**TEXTO FORNECIDO:**
+--

Neste jogo tais hiatos narrativos e problemas estruturais não existirão, a medida que um personagem denotativamente “compra” suas habilidades. Poder-se-á, sim, virar um filósofo dando tiros, ou tornar-se especialista em computação em menos de uma hora.



AUMENTANDO PONTOS NA FICHA


É importante salientar que um jogador eventualmente aumentará determinada pontuação em sua ficha, no entanto o nível 2 de uma característica é uma coisa, um chip, e o nível 3 é outra coisa, um outro chip, não é o chip nível 2 melhorado!!! Portanto se o nível de uma determinada característica, como condução, por exemplo, deixou o personagem “agressivo”, não necessariamente significa que a sua correlação com o nível 5 será progressiva e linear: o deixando 5 vezes mais “agressivo”. Ela poderá deixá-lo menos agressivo, poderá dar-lhe característica que nada tem haver com agressividade, como passar a gostar de plantas, ou poderá sim deixá-lo 5 vezes mais agressivo.

+--

**DADOS EXTRAÍDOS:**
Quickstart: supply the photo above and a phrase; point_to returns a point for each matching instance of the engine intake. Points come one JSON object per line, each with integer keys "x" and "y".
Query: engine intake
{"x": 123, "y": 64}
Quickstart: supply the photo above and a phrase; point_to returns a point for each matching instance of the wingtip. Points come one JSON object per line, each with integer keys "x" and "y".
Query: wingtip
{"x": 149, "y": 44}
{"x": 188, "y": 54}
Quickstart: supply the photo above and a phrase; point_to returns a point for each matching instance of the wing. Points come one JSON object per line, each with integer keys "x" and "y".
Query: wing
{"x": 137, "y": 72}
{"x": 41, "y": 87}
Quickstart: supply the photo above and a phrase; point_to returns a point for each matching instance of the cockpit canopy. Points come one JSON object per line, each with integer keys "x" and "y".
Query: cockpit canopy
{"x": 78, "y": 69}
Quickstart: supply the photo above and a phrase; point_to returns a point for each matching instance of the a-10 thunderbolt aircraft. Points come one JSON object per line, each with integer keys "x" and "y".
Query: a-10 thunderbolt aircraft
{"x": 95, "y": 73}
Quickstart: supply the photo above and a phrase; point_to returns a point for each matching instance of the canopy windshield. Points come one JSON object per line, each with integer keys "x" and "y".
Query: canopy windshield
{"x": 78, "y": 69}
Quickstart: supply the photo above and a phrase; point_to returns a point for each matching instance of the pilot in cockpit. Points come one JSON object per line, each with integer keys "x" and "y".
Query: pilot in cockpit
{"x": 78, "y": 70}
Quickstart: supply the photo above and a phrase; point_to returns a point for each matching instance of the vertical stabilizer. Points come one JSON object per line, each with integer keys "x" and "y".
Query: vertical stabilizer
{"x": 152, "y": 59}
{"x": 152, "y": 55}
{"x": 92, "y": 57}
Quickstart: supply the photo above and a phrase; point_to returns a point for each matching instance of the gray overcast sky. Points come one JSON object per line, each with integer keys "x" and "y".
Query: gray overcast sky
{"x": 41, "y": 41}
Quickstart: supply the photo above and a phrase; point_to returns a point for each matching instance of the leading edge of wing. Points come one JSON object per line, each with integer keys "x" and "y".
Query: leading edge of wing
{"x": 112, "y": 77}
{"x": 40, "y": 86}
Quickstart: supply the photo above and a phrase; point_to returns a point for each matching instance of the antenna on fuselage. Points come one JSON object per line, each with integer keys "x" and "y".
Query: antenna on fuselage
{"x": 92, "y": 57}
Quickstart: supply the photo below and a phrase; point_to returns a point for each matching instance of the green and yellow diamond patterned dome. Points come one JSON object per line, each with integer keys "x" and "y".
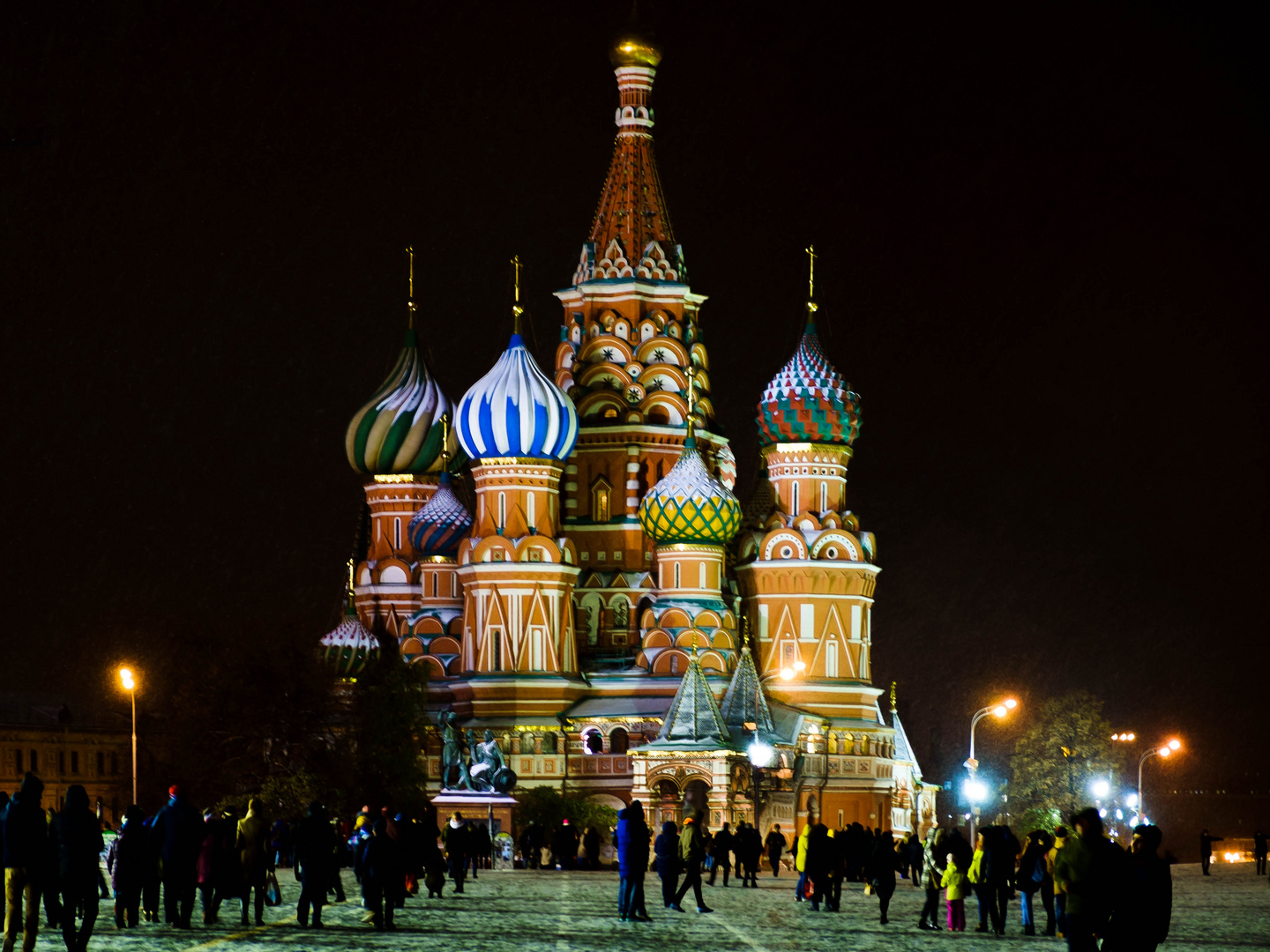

+--

**OBJETIVO 1:** Edite o trecho do texto sobre pontos na ficha entre "É importante salientar" e "vezes mais agressivo.", inclusive, trocando "chip" por "implante".
**OBJETIVO 2:** Reescreva em forma de lista o parágrafo do texto sobre pontos na ficha que começa com "É importante salientar", mantendo seus fatos principais.

**RESPOSTA 1:**
É importante salientar que um jogador eventualmente aumentará determinada pontuação em sua ficha, no entanto o nível 2 de uma característica é uma coisa, um implante, e o nível 3 é outra coisa, um outro implante, não é o implante nível 2 melhorado!!! Portanto se o nível de uma determinada característica, como condução, por exemplo, deixou o personagem “agressivo”, não necessariamente significa que a sua correlação com o nível 5 será progressiva e linear: o deixando 5 vezes mais “agressivo”. Ela poderá deixá-lo menos agressivo, poderá dar-lhe característica que nada tem haver com agressividade, como passar a gostar de plantas, ou poderá sim deixá-lo 5 vezes mais agressivo.

**RESPOSTA 2:**
- Um jogador pode aumentar uma pontuação na ficha, mas cada nível de uma característica é um chip diferente: o nível 3 não é o chip do nível 2 melhorado.
- Assim, se um nível de uma característica como condução deixou o personagem "agressivo", o nível 5 não o deixará necessariamente 5 vezes mais agressivo.
- O nível 5 poderá deixá-lo menos agressivo, dar-lhe uma característica sem relação com agressividade, como passar a gostar de plantas, ou deixá-lo, sim, 5 vezes mais agressivo.